- Task -
In the entries below, copy the part that opens with the line containing "Localize meadow. Reply" and closes with the line containing "[0, 79, 400, 266]", keeping every line unchanged.

- Data in this exercise -
╔══
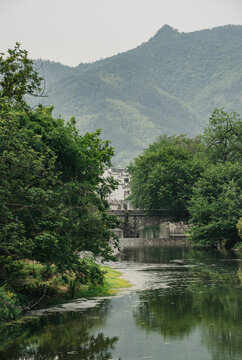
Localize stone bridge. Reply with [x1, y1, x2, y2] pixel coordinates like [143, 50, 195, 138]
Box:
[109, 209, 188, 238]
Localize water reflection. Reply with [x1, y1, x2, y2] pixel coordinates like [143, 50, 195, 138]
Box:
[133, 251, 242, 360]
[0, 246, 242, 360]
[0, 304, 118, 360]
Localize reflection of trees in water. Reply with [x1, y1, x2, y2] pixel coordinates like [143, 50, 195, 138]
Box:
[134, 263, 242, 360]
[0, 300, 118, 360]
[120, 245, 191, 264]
╚══
╔══
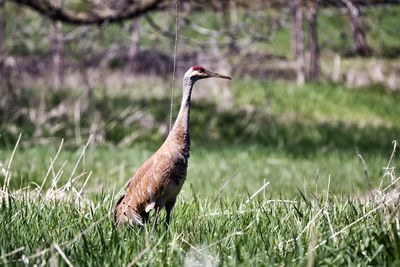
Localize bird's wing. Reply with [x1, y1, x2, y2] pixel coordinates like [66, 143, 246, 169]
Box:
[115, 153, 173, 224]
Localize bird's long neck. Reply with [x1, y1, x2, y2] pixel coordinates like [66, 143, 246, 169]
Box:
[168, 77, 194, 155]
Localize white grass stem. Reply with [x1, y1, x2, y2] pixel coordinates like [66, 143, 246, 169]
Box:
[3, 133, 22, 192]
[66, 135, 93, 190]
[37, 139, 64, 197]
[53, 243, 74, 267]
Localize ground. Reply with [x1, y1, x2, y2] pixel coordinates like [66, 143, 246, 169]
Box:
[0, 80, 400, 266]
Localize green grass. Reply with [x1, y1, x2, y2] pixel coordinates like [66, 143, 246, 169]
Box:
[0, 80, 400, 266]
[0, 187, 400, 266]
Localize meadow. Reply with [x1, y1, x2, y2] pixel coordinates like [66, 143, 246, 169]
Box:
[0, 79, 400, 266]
╚══
- Written answer -
Localize meadow. Reply with [x1, y1, x2, y2] pixel coordinates like [66, 143, 246, 169]
Box:
[0, 79, 400, 266]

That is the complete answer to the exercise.